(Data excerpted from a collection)
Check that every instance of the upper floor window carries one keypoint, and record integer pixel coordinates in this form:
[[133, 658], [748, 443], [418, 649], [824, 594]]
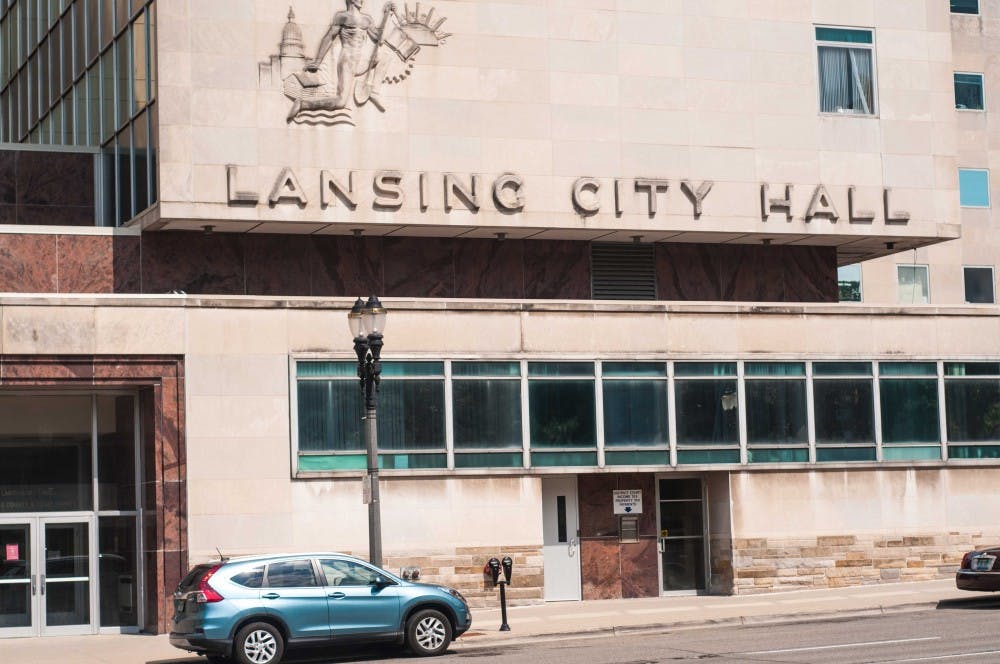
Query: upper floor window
[[964, 6], [978, 285], [846, 71], [914, 284], [974, 187], [849, 283], [969, 92]]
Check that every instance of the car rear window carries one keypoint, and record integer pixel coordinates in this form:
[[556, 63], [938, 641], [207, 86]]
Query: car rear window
[[190, 582], [251, 578]]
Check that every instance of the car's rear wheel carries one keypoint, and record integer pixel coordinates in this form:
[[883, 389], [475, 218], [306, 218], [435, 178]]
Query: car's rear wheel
[[258, 643], [428, 632]]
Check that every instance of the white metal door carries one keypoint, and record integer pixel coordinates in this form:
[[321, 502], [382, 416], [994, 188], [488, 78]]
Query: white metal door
[[561, 538], [19, 614]]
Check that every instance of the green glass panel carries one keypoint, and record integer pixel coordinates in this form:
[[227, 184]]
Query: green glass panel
[[973, 409], [319, 462], [907, 369], [326, 369], [909, 411], [637, 458], [560, 368], [498, 369], [842, 369], [489, 460], [796, 455], [486, 413], [911, 453], [974, 451], [642, 369], [404, 369], [844, 35], [972, 369], [775, 369], [705, 369], [553, 459], [412, 461], [562, 413], [845, 453], [635, 412], [708, 456]]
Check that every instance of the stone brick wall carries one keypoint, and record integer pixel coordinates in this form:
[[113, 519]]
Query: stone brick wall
[[833, 561], [462, 569]]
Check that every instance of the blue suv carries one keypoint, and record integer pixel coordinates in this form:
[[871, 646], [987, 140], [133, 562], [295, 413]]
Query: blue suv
[[249, 609]]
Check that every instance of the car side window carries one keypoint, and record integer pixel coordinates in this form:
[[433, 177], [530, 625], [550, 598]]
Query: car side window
[[291, 574], [347, 573], [252, 578]]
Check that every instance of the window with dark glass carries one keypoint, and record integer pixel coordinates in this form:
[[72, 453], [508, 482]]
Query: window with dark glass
[[561, 403], [844, 407], [978, 285], [777, 418], [972, 409], [707, 406], [969, 91]]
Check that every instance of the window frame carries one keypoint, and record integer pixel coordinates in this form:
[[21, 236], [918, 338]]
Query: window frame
[[989, 197], [927, 271], [982, 90], [874, 110], [993, 290]]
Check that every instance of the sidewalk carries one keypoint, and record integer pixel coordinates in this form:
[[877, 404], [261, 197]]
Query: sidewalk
[[555, 621]]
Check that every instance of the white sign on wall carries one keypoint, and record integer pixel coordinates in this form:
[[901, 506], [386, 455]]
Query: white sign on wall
[[627, 501]]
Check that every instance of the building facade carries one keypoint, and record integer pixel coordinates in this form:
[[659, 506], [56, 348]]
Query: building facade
[[683, 297]]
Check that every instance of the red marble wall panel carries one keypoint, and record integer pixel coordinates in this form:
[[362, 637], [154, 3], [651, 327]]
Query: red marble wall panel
[[345, 266], [86, 264], [278, 264], [161, 398], [489, 269], [28, 263], [419, 267], [208, 264], [556, 270], [640, 573], [600, 569]]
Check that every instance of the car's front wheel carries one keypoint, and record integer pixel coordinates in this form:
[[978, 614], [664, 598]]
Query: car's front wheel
[[428, 632], [258, 643]]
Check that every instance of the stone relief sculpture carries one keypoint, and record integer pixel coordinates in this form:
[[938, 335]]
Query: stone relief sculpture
[[357, 55]]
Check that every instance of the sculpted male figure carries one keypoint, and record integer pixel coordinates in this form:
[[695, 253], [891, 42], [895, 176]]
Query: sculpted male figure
[[353, 27]]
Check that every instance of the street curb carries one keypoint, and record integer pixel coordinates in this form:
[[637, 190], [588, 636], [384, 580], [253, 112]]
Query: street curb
[[490, 640]]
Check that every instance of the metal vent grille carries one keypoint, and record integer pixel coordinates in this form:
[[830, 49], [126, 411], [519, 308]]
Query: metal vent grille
[[622, 271]]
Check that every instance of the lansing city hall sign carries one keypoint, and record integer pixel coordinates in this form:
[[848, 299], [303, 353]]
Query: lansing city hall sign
[[360, 53]]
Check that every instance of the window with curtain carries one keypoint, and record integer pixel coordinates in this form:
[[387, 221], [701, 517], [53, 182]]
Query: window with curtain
[[846, 71]]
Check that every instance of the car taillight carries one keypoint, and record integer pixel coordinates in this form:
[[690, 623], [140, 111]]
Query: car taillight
[[206, 593]]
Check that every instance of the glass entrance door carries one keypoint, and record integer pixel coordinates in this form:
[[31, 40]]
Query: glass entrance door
[[46, 572], [682, 540], [18, 586]]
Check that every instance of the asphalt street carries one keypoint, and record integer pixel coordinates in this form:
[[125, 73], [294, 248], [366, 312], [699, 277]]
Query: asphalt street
[[957, 631]]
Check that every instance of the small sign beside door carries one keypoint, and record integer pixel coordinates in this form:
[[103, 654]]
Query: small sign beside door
[[627, 501]]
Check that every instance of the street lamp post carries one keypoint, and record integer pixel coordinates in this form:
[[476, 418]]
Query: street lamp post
[[367, 320]]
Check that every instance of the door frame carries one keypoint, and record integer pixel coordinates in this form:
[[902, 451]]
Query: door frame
[[705, 530], [36, 566], [574, 537]]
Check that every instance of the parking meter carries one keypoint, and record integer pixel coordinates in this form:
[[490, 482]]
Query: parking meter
[[493, 567], [508, 566]]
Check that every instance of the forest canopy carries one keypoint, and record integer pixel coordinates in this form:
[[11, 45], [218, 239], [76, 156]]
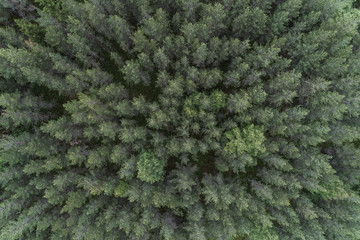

The problem → Copy the data word for word, starting at the very beginning and ending with the line that contains "[[561, 538], [19, 614]]", and omit the pictures from your copy.

Result for this task →
Check that every instance of the upper floor window carries one keypoint, and record integer pixel coordinates in this form:
[[133, 658], [748, 443], [418, 649], [824, 594]]
Query: upper floor window
[[964, 6], [978, 285], [846, 71], [914, 284], [974, 187], [849, 283], [969, 92]]
Check that every instance of the car rear window carries one keypoint, and record integer pixel coordinates in this form:
[[556, 63], [938, 641], [207, 86]]
Query: car rear window
[[190, 582], [251, 578]]
Check that every instance of the car's rear wheel carries one keypoint, and record integer pixel coordinates in this form:
[[883, 389], [475, 218], [306, 218], [435, 178]]
Query: car's rear wheel
[[258, 643], [428, 632]]
Check that every instance of the white metal door carries one keypoint, and record integer pixel coordinates in this form:
[[321, 502], [382, 416], [994, 188], [488, 78]]
Query: white metal door
[[561, 538], [19, 614]]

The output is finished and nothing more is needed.